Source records
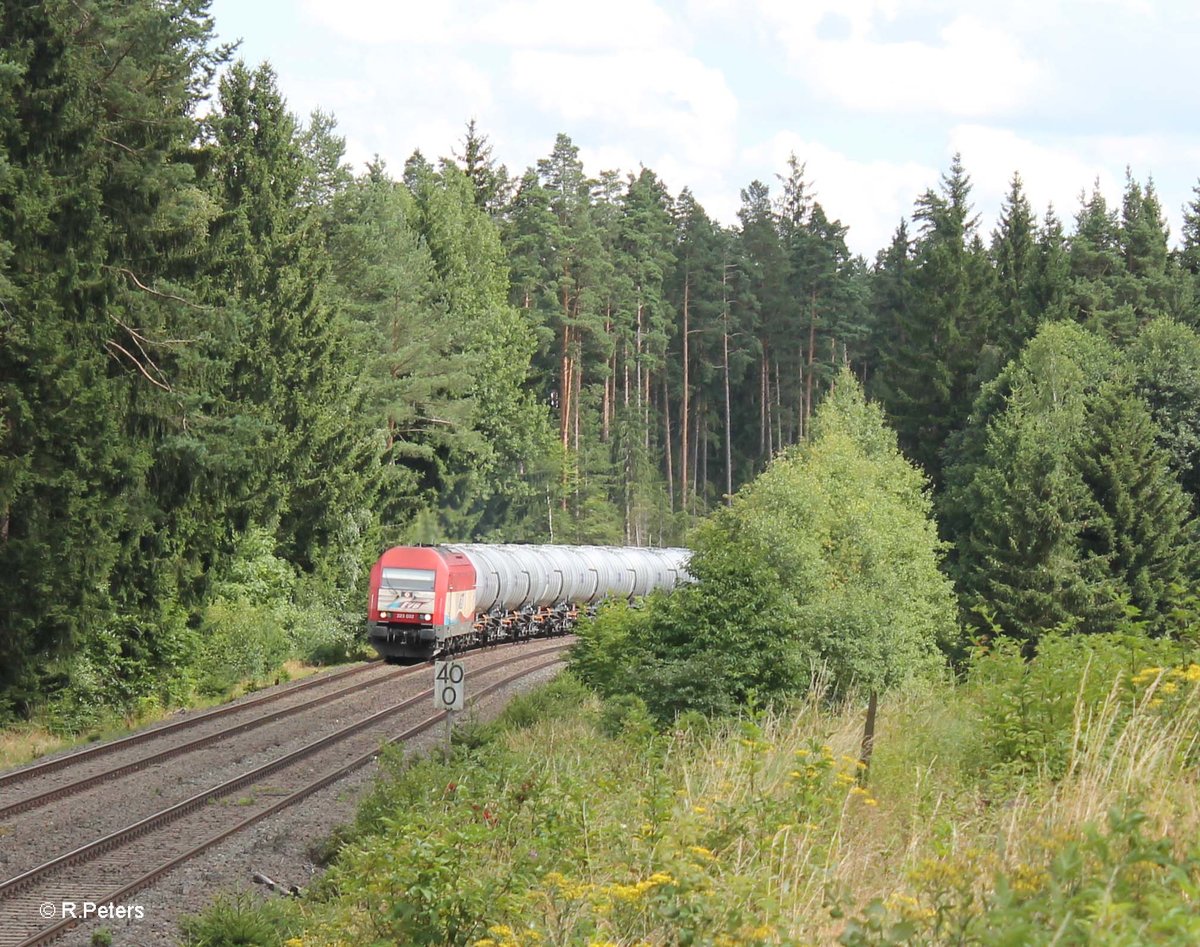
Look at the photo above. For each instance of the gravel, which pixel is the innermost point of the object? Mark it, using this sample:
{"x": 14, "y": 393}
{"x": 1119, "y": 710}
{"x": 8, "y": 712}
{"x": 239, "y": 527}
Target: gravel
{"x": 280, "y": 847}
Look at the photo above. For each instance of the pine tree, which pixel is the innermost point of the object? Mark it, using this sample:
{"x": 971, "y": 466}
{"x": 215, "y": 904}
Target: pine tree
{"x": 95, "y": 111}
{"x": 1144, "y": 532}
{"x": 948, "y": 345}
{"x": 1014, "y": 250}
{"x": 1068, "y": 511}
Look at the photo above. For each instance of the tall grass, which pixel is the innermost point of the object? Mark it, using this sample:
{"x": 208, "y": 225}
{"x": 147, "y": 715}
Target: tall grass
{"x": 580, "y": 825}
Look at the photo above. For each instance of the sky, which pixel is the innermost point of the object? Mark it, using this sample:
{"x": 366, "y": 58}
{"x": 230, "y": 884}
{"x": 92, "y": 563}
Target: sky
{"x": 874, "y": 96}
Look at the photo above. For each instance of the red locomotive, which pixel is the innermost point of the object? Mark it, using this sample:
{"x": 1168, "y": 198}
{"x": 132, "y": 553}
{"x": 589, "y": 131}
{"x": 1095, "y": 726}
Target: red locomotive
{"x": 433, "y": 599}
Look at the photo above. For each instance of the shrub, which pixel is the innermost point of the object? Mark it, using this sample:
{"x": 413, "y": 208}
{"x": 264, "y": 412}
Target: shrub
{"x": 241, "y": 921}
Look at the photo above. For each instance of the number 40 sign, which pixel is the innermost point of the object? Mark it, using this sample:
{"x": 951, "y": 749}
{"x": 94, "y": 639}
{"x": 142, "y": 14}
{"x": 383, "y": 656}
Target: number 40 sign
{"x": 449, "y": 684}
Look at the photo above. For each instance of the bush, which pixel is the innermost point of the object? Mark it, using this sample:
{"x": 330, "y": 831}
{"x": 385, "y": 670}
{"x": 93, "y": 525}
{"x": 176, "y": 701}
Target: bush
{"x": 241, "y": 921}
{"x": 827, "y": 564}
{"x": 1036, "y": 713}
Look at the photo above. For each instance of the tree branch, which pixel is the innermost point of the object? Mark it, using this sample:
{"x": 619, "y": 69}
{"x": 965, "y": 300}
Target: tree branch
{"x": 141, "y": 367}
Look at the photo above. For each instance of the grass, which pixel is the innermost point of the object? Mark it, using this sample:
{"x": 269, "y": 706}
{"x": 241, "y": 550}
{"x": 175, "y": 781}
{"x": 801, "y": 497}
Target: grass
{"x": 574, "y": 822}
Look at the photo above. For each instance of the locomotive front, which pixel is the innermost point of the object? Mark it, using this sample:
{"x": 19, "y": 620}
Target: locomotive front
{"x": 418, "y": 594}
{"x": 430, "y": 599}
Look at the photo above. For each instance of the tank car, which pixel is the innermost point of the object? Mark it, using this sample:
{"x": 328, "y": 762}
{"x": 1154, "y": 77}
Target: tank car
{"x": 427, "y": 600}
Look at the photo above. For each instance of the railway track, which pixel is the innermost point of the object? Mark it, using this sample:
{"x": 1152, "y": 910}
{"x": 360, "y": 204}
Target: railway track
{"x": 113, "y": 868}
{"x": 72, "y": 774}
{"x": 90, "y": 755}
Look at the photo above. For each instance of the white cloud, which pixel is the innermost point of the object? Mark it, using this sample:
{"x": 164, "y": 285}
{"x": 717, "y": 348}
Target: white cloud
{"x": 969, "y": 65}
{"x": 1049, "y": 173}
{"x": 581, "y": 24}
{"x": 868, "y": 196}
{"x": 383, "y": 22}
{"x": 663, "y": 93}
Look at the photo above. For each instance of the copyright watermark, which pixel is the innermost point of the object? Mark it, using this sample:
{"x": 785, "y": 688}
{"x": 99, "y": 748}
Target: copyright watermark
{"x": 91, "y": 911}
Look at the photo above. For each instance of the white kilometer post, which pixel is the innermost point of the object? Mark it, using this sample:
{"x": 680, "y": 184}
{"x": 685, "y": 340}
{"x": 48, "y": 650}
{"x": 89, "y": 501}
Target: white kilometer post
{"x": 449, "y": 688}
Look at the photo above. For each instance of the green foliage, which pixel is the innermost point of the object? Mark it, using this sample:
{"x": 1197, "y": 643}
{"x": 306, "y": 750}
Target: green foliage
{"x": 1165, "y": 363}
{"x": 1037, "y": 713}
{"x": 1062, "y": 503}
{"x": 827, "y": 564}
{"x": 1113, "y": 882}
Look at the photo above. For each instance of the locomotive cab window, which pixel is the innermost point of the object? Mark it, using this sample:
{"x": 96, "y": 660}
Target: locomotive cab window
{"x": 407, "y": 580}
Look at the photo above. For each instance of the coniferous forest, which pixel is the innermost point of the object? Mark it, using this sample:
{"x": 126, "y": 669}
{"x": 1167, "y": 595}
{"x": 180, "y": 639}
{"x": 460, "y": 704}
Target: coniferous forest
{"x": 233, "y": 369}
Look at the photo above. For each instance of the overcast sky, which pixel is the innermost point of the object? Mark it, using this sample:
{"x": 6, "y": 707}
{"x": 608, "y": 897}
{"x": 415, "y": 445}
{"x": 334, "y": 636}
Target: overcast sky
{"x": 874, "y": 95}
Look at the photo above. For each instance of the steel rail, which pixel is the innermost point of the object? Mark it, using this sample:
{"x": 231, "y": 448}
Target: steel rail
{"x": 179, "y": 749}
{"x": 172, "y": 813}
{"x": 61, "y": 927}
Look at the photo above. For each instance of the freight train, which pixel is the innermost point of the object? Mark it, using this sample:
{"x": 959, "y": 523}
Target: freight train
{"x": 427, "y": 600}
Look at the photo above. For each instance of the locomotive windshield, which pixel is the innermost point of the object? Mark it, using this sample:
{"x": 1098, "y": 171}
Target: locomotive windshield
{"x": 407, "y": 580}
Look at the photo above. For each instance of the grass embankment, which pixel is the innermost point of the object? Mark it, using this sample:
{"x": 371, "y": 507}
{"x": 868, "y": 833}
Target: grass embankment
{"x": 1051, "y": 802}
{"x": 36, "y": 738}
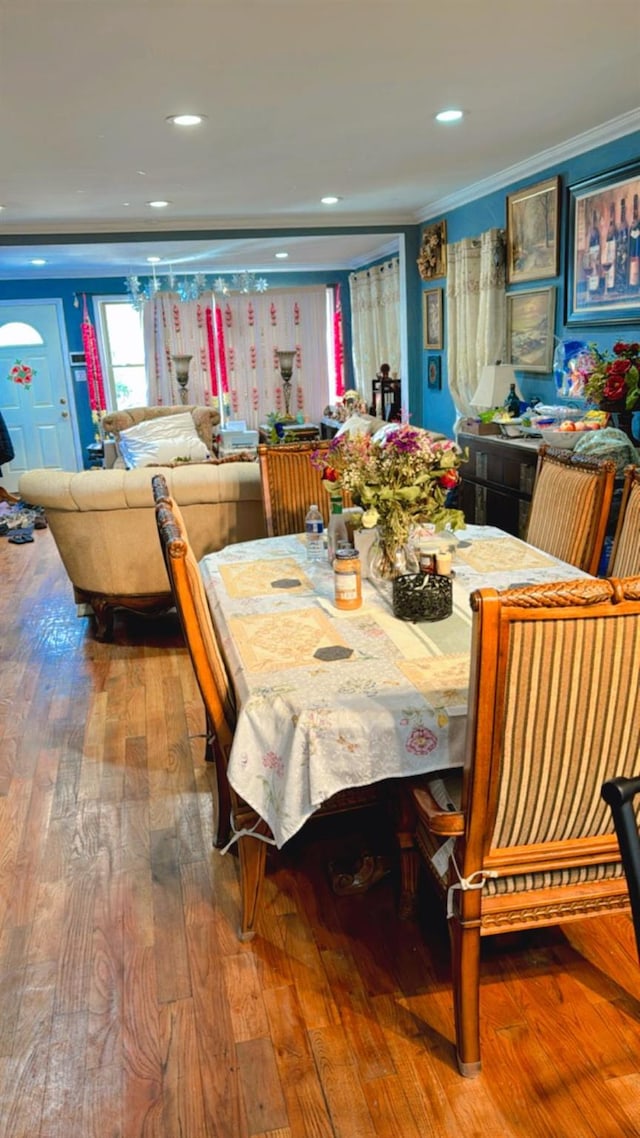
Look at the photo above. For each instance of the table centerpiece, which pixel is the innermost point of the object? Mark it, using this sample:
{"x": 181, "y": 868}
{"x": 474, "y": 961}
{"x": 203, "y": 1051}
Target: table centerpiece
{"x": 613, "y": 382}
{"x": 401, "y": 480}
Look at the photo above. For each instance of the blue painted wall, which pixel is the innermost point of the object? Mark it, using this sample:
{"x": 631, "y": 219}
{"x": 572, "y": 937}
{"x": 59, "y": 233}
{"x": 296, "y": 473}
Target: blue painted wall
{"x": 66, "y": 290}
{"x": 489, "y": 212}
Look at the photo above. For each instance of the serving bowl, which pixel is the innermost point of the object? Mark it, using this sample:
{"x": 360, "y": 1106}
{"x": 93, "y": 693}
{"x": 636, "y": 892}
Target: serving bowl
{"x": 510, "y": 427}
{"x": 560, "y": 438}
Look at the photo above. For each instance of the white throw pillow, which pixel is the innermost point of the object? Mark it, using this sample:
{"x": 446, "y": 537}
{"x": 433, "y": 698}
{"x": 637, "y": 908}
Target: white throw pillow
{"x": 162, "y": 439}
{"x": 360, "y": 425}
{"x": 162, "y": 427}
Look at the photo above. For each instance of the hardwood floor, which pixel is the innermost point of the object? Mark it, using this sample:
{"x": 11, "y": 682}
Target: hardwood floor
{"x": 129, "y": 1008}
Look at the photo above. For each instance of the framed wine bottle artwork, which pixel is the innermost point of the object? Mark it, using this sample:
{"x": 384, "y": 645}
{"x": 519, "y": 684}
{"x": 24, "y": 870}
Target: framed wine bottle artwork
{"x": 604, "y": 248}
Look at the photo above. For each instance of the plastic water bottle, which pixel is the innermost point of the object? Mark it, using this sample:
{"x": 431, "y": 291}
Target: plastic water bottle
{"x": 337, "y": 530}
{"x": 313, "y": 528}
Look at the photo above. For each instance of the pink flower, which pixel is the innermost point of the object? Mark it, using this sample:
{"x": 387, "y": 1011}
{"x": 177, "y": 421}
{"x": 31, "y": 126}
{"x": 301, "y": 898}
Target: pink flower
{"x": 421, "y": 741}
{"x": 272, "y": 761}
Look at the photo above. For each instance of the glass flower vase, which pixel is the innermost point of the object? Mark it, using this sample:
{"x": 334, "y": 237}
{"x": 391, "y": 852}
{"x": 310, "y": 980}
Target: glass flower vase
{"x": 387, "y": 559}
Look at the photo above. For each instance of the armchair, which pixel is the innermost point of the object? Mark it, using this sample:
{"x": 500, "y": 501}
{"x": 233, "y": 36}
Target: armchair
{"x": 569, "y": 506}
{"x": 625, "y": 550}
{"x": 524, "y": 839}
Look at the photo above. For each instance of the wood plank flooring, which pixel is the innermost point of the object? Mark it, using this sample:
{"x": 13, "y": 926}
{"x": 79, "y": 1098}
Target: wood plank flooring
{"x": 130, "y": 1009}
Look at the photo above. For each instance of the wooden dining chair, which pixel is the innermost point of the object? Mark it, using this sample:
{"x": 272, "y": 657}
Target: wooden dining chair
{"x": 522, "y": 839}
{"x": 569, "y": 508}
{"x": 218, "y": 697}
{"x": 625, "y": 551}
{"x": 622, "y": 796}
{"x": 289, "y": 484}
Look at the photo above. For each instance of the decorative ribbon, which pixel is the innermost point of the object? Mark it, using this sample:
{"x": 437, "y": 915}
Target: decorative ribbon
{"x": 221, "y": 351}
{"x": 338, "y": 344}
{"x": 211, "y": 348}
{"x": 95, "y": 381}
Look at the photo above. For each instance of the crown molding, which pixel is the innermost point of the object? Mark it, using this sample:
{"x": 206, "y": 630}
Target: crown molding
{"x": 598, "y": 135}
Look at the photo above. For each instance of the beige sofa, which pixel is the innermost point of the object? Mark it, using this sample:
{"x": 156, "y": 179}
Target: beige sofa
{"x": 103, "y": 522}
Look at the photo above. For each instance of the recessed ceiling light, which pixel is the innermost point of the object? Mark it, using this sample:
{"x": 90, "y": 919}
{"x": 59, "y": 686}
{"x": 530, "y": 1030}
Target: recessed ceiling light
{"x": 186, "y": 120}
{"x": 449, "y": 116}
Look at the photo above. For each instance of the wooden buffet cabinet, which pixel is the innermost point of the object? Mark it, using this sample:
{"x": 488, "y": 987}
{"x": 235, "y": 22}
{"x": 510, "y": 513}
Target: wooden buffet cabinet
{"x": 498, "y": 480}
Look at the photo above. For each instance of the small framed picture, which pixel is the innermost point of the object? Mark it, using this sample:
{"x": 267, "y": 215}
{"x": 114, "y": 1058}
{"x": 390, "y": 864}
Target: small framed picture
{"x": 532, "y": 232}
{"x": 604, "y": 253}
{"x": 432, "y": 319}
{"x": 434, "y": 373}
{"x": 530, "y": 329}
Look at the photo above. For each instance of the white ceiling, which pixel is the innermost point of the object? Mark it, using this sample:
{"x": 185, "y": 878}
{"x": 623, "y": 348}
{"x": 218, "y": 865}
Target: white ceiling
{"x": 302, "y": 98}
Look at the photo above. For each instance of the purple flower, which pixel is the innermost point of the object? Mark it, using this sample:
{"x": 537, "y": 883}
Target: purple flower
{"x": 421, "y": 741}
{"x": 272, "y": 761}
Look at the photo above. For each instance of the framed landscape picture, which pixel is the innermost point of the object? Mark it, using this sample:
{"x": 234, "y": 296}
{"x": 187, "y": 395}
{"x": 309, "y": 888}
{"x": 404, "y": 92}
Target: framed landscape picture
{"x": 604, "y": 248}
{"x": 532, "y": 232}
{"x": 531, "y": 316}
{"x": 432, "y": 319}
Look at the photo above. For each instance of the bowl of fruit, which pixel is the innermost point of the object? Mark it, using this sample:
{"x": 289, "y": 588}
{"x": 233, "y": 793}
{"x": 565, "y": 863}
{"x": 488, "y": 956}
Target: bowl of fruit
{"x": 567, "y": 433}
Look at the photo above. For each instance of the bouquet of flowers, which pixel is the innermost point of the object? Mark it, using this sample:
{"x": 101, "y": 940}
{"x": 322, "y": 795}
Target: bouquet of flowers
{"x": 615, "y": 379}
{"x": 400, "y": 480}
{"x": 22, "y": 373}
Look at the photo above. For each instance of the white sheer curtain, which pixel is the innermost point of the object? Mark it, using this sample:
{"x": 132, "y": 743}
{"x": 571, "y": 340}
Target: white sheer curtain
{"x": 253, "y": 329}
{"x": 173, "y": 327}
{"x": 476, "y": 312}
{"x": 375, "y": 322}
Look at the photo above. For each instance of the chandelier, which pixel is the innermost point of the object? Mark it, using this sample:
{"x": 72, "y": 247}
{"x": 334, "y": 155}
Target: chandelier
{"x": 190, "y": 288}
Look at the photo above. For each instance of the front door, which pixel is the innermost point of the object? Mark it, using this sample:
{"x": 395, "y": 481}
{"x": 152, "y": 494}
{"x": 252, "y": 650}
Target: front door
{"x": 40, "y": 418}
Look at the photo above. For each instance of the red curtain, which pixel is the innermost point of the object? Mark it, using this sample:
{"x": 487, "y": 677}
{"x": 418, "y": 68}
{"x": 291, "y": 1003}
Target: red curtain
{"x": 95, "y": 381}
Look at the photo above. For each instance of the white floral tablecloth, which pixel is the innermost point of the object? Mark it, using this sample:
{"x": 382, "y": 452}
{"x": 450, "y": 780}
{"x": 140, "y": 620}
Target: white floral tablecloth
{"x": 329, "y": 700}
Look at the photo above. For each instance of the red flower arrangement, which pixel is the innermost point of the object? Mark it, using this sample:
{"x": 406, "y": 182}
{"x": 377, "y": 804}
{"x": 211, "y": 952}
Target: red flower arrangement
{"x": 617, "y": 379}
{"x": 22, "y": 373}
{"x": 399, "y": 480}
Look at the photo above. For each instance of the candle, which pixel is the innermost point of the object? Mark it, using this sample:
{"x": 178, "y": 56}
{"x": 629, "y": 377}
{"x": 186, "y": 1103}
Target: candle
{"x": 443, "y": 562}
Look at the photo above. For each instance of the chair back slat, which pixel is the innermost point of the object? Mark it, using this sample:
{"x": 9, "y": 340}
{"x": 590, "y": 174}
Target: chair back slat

### To do
Could you give again exactly the lines from the line containing "the red flower" through the final line of the data above, and no others?

### Expected output
Look at the photo above. For each instance of the red flower arrangement, which pixel is the innermost point of the object? Mark it, using this sample:
{"x": 406, "y": 182}
{"x": 377, "y": 804}
{"x": 211, "y": 952}
Target: red flower arrangement
{"x": 617, "y": 379}
{"x": 22, "y": 373}
{"x": 399, "y": 480}
Look at the photo above. For each instance of the candle, which pixel is the innermost point of the object? Mark it, using this sample:
{"x": 178, "y": 56}
{"x": 629, "y": 377}
{"x": 186, "y": 1103}
Target: candle
{"x": 443, "y": 562}
Look at the photo above. For each instance of the chair back slat, which pixel is the innermost point of the object? Mark it, using this sample:
{"x": 9, "y": 340}
{"x": 590, "y": 174}
Target: chair back slat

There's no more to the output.